Text under study Block Start

For instance, suppose you have something like this:

! <A> is a string of zero or more X's and A's followed by '1'
! <B> is a string of zero or more X's and B's followed by '2'
"Start Symbol" = <S>

<S> ::= <A> | <B>

<A> ::= <XA> '1'
<B> ::= <XB> '2'

<XA> ::= <XA> 'X' | <XA> 'A' |
<XB> ::= <XB> 'X' | <XB> 'B' |

With LALR(1), that's ambiguous and gives a reduce-reduce conflict (It
doesn't know whether to reduce "<XA> ::= {dot}" or "<XB> ::= {dot}").
In fact, I don't think even LALR(k) can do it, AIUI [1]. But GLR can
handle it fine by first reducing to <XA>, and then if that leads to an
error, backtracking and reducing to <XB> instead [2].

Now yes, that simple example *can* be converted to LALR(1). But that
means more work for the grammar-writer, *and* it means loosing
grammatical information that will just have to be shifted into the
user-code:

"Start Symbol" = <S>

<S> ::= <AB>

<AB> ::= <XAB> '1' | <XAB> '2'

<XAB> ::= <XAB> 'X' | <XAB> 'A' | <XAB> 'B' |

So now anyone who needs to use this grammar will have to go through
every <AB> produced and make sure that:

1. A's and B's aren't mixed.
2. A's and '2' aren't mixed.
3. B's and '1' aren't mixed.

And all of this is just because empty strings and X's just happen to
be accepted by both <XA> and <XB>.

Text under study Block End

# [Tasks to perform]
1. Write out the passage of the text on LALR(1) and GLR parsing, starting with "<AB> ::= <XAB>" and going on through "and '2' aren't mixed.", switching "grammar" for "syntax".
2. Answer these questions from the text on LALR(1) and GLR parsing:
(a) What type of conflict does LALR(1) give for the first grammar?
(b) Which parsing method can handle that grammar by backtracking?
(c) Which two things are accepted by both <XA> and <XB>?
3. Extend the text on LALR(1) and GLR parsing, picking up after its final sentence.

Data section Block Start

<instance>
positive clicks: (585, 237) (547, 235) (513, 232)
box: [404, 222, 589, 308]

Data section Block End

# [Answer set]
1.
<AB> ::= <XAB> '1' | <XAB> '2'

<XAB> ::= <XAB> 'X' | <XAB> 'A' | <XAB> 'B' |

So now anyone who needs to use this syntax will have to go through
every <AB> produced and make sure that:

1. A's and B's aren't mixed.
2. A's and '2' aren't mixed.

2.
(a) A reduce-reduce conflict.
(b) GLR.
(c) Empty strings and X's.

3.
Suppose further, that <XA> and <XB> can be used in different, possibly
overlapping, ways. Not only is that even more to verify with the <XAB>
approach, but it can even *create* ambiguities that wouldn't have been
ambiguous if <XA> and <XB> were separate in the first place.

I've actually come across problems like this just trying to adjust the
ANSI C grammar listed on the GOLD site to accept "MyType var;" (which
I've just about given up on - I ended up *completely* conflating the
notions/syntaxes of types and expressions and I'm still just getting
ending up with new ambiguities). Granted, GLR won't be able to solve
this completely, due to the "a*b" problem. But it could help, and it
would at least make trying to work around the "a*b" problem less of a
hair-pulling matter.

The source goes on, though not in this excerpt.